Rewrite the listing from the line containing "tree present and output the corresponding bounding boxes." down through the line containing "[530,0,571,332]", replacing "photograph" with "image" and changing nothing else. Return only those lines.

> _Entries_
+++

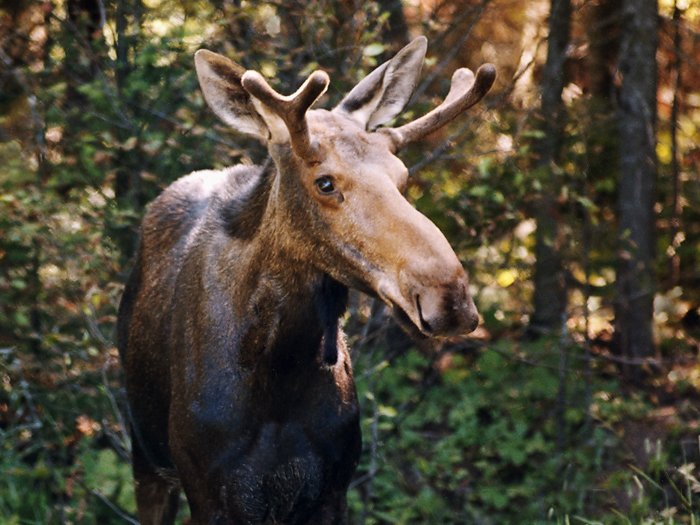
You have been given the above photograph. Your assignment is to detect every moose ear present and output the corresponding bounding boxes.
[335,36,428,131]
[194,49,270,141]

+++

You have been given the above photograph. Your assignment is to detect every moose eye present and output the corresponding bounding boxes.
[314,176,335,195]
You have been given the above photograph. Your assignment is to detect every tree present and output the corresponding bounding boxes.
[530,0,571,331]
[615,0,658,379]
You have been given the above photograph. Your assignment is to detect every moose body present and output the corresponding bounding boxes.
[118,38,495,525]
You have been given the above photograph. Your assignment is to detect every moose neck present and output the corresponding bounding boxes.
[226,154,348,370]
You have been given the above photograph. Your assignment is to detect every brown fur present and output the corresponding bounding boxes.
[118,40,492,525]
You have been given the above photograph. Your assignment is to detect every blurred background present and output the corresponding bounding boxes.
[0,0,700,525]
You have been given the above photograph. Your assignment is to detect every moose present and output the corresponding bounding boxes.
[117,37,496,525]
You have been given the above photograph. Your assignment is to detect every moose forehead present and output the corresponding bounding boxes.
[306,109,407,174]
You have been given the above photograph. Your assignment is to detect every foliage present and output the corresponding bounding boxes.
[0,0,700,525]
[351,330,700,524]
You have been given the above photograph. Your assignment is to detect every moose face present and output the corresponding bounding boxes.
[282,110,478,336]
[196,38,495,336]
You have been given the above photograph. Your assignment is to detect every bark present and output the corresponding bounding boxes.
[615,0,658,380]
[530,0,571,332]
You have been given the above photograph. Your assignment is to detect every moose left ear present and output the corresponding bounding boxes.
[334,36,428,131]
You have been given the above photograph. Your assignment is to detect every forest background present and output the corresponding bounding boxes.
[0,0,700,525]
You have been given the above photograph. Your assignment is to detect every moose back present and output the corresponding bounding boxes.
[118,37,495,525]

+++

> _Written solution_
You have been given the above image. Your assignment is to detect every tree present and output the corresponding bounding boxes.
[530,0,571,331]
[615,0,658,379]
You have been given the above image. Your assignment is to detect every moose body present and output the corresponding bounding boxes.
[118,38,495,525]
You have been given the above image. Your assignment is to detect every moose neck present and output the corresponding bounding boxes.
[226,154,348,370]
You have been given the above image. Your assignment is to detect every brown fur present and output the corresponding bounding boxes.
[118,40,492,525]
You have been given the above image. Your assignment is to detect every blurred background present and output the corresponding bounding boxes.
[0,0,700,525]
You have been given the above image. Your assignment is to detect every moose present and output the corresponding bounding boxes.
[117,37,496,525]
You have been given the above image. Your assignment is to detect every moose forehead present and output the corresponding bounding boxes.
[306,109,407,174]
You have been given the above image. Your assignment is to detect every foliage present and output the corresponding bounding boxes.
[0,0,700,525]
[351,330,700,524]
You have been given the above image. Your assignment is to detect every moose face present and output the corresponding bounding boxes.
[282,110,478,336]
[196,38,495,336]
You have been given the above image. Your assignment is to detect every bark present and output the corresponding bounding boxes.
[615,0,658,380]
[530,0,571,332]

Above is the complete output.